DETALLES DE LA TAREA
¿Puedes copiar del texto sobre el virus de las letras todo lo que va desde "No soñaba, entonces, con" hasta "me había picado.", cambiando "violín" por "violonchelo"?

El virus de las letras

El virus de las letras

7 de octubre de 2014. Por: Orlando Ramírez Casas.
En Sílaba Editores.

Próximo estaba a cumplir once años en ese octubre de 1956 cuando entré a la sala infantil de la vieja casona de la Avenida La Playa, frente al Palacio de Bellas Artes, donde estuvo la Biblioteca Pública Piloto de Medellín para Latinoamérica, creada con el auspicio de Unicef. Ya era aficionado a leer las historietas del Fantasma, Supermán, Batman, Mandrake el mago, Lorenzo y Pepita, Benitín y Eneas, El llanero solitario, y la ristra de comics o tebeos que los pubertos de entonces devorábamos ansiosos, por lo que encontrar en esa sala las ediciones de Miguel Strogoff, Emilio Salgari, Mujercitas de Luisa May Alcott, y otras a dos páginas compuestas de texto a la izquierda y tiras de animación ilustrada a la derecha fue un descubrimiento para esa etapa transicional de las tiras cómicas a los textos de largo aliento como Alegre, de Hugo Wast. Y entonces apareció en la estantería, ante mis ojos, la enciclopedia infantil El Tesoro de la Juventud. Lo devoré. Diría que lo devoré. Vacaciones enteras de junio y de diciembre pasé metido en la sala infantil de la biblioteca que ya tenía planes de trasladarse a orillas del río junto a la Calle Colombia.

No soñaba, entonces, con que algún día habría de ser escritor; pero los dioses ya lo sabían: yo traía el virus de la escritura en la sangre. De no ser así, esas vacaciones las hubiera pasado pateando balones en la cancha, o recorriendo calles en la bicicleta, o calzado con guantes de boxeo y liado a golpes contra una pera de cuero, o dando brazadas a lo largo y ancho de una piscina, o machacando las teclas de un piano, o rasgando las cuerdas de un violín. Eso hubiera hecho, de ser otro el bicho que me había picado.

REGISTROS EXTRAÍDOS
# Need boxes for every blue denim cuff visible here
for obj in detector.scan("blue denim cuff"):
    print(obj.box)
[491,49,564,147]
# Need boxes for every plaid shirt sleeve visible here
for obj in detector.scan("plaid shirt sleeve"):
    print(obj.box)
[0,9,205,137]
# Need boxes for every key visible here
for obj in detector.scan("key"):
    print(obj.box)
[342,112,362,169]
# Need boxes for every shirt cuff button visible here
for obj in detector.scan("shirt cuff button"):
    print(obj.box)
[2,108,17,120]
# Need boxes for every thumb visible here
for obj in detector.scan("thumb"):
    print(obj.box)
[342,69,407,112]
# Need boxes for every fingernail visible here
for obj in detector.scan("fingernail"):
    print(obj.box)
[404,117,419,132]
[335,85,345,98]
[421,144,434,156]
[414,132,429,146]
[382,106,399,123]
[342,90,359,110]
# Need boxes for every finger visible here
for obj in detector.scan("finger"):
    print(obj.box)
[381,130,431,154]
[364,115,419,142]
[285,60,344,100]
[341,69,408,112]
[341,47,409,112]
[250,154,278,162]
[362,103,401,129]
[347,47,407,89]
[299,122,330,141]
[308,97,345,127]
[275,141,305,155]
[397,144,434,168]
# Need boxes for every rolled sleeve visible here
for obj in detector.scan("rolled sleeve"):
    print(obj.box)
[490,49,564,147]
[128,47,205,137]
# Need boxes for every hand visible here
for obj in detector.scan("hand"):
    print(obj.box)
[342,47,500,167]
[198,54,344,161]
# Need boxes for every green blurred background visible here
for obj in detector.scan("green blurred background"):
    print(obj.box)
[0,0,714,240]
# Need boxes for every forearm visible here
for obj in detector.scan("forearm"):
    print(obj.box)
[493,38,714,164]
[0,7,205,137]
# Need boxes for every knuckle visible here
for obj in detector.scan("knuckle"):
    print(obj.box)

RESULTADO DE LA TAREA
No soñaba, entonces, con que algún día habría de ser escritor; pero los dioses ya lo sabían: yo traía el virus de la escritura en la sangre. De no ser así, esas vacaciones las hubiera pasado pateando balones en la cancha, o recorriendo calles en la bicicleta, o calzado con guantes de boxeo y liado a golpes contra una pera de cuero, o dando brazadas a lo largo y ancho de una piscina, o machacando las teclas de un piano, o rasgando las cuerdas de un violonchelo. Eso hubiera hecho, de ser otro el bicho que me había picado.